- [Trecho da página]
◇ ◇ ◇ ◇ ◇

Alpes Literários

Alpes Literários

Subtítulo

UM PASSEIO PELOS ALPES LITERÁRIOS

sexta-feira, 7 de outubro de 2022

Matthew Arnold - A Vida Encoberta

Há poucos anos, o internauta João Victor Siqueira – em comentário a esta postagem –, indaga-me se conhecia alguma tradução ao português do poema “The Buried Life”, do poeta e crítico inglês Matthew Arnold. Na ocasião, apresentei-lhe um ‘link’ para um blog onde havia um trecho traduzido do referido poema.

 

Nesta oportunidade, trago uma versão completa ao português, mais rente à literalidade, dessas linhas de Arnold: elas nos falam de uma vida aquém de nossas possibilidades, a fluir desconhecida, oculta, incógnita num veio subterrâneo, e da qual, dolorosamente, acabamos por suspeitar em razão de nossa falta de direção ou de sentido.

◇ ◇ ◇ ◇ ◇

- [Dados para análise]

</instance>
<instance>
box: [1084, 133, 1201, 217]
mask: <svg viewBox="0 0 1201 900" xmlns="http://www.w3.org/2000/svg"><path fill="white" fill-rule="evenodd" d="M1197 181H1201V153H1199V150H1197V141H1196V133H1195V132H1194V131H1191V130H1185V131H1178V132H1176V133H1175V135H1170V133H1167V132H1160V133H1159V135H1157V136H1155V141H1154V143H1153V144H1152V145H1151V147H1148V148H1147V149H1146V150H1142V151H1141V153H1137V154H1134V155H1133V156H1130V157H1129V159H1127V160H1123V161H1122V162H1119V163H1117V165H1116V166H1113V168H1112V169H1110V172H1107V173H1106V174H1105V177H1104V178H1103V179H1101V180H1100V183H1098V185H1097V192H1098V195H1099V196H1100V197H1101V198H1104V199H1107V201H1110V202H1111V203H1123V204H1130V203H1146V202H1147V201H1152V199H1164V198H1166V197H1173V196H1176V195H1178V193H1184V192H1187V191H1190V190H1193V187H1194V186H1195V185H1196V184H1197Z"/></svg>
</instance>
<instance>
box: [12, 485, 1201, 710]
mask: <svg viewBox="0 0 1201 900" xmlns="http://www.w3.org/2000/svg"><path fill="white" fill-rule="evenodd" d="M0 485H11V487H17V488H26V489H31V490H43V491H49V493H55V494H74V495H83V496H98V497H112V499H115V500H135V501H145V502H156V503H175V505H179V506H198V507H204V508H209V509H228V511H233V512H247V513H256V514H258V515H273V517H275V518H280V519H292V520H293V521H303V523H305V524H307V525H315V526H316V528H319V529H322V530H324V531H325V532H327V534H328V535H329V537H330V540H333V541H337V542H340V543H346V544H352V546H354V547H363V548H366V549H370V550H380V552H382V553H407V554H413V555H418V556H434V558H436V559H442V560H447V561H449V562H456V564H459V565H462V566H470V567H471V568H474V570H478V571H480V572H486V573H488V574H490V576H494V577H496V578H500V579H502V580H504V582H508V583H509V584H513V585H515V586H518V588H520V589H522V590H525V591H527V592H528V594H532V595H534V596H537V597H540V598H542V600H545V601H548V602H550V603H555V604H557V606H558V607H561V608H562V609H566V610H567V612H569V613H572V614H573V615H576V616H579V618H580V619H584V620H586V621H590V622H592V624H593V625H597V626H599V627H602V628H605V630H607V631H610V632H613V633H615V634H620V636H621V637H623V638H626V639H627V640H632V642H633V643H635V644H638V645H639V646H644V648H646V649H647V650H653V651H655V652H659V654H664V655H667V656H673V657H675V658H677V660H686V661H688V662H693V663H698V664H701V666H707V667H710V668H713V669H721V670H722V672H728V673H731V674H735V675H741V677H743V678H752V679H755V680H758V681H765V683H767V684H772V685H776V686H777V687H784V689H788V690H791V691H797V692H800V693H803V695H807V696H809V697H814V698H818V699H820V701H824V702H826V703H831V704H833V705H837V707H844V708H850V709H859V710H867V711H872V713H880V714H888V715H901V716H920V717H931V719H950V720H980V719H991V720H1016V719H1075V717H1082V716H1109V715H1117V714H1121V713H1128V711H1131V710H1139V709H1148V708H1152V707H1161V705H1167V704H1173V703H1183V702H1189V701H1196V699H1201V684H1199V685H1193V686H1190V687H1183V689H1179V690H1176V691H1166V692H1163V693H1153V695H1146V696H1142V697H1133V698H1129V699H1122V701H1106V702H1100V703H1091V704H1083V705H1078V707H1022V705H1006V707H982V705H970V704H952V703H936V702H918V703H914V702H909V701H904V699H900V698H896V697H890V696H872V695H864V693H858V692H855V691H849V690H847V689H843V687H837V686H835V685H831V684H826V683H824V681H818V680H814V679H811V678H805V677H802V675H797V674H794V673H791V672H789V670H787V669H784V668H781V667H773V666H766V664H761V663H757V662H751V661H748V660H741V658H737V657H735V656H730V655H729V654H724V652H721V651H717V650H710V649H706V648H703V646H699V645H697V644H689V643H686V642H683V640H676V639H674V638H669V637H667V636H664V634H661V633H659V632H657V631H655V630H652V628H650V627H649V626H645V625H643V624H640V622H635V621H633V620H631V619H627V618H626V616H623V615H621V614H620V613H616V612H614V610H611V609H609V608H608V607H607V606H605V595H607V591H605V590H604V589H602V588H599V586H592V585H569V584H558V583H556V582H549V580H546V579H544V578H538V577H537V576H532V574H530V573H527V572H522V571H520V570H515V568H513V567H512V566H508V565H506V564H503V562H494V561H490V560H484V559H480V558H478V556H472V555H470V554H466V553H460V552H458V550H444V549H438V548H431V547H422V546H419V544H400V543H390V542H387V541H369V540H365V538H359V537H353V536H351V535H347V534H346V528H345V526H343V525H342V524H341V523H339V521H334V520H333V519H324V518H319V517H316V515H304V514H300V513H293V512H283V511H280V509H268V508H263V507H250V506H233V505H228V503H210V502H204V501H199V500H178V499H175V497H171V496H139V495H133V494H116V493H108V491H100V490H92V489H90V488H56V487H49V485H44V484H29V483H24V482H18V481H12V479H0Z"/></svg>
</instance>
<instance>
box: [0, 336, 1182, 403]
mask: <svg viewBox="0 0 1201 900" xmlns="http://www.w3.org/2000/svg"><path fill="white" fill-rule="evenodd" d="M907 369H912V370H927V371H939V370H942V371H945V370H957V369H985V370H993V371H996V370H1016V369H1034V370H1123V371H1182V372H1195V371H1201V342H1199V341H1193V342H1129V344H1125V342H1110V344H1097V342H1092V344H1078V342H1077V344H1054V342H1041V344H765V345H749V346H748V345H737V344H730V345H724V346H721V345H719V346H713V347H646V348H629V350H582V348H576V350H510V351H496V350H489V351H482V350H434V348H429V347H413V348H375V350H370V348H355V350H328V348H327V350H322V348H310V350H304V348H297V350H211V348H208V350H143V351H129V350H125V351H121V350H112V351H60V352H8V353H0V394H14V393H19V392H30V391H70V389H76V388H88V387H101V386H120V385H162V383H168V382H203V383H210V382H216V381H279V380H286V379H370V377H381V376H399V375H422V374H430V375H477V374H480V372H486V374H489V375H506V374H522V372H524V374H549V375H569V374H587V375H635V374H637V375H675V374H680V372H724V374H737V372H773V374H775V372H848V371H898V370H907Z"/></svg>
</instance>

◇ ◇ ◇ ◇ ◇

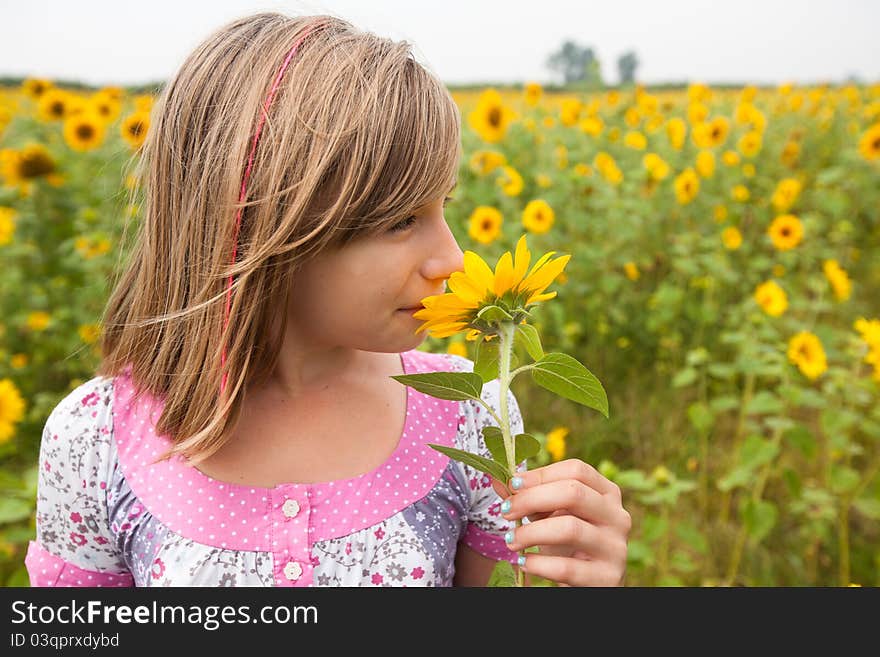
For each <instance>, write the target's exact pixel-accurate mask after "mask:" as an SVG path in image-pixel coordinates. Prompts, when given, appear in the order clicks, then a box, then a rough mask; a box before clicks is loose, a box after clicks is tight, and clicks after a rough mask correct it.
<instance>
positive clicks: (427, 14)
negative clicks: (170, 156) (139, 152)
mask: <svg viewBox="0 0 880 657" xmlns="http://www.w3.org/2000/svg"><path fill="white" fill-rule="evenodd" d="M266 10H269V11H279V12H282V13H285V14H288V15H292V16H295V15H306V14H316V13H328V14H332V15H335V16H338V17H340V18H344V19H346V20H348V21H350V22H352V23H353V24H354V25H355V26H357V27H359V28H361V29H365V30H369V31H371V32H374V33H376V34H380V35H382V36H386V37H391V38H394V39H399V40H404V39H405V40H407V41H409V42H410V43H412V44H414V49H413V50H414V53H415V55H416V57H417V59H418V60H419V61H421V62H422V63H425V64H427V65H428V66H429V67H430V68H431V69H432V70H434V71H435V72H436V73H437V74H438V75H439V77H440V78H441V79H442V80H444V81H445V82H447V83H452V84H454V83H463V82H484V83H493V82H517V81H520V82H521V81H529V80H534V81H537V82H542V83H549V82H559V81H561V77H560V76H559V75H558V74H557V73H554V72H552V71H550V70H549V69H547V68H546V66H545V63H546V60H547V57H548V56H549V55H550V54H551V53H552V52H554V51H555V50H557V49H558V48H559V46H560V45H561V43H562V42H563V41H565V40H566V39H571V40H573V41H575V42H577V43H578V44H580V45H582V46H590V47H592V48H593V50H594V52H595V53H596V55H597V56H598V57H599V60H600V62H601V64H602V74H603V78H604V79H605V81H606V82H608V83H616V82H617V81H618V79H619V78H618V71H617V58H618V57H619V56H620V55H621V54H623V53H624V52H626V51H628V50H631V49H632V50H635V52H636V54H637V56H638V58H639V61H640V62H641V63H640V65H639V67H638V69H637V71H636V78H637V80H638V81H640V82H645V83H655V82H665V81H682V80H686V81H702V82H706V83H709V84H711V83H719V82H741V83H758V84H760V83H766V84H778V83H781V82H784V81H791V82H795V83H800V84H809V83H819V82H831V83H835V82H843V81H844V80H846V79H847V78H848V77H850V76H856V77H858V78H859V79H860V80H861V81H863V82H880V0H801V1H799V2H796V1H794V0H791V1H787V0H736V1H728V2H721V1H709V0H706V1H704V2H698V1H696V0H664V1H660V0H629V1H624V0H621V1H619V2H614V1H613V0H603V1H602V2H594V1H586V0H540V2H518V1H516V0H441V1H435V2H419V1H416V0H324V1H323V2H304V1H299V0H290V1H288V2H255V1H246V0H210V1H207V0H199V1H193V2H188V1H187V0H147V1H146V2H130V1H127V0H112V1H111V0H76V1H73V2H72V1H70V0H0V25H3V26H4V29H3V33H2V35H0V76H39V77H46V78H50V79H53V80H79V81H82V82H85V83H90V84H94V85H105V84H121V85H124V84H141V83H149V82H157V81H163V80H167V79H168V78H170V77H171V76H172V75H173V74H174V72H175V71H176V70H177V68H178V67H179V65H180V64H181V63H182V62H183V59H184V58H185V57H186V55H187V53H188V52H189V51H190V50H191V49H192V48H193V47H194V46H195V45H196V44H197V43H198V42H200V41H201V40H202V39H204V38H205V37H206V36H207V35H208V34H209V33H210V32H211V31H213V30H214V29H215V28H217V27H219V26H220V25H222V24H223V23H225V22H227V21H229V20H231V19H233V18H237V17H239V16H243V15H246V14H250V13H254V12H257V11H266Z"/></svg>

◇ ◇ ◇ ◇ ◇

Liste todos os adjetivos que o trecho da página usa para descrever como flui a vida de que falam as linhas de Arnold.

- [Sua solução] desconhecida, oculta, incógnita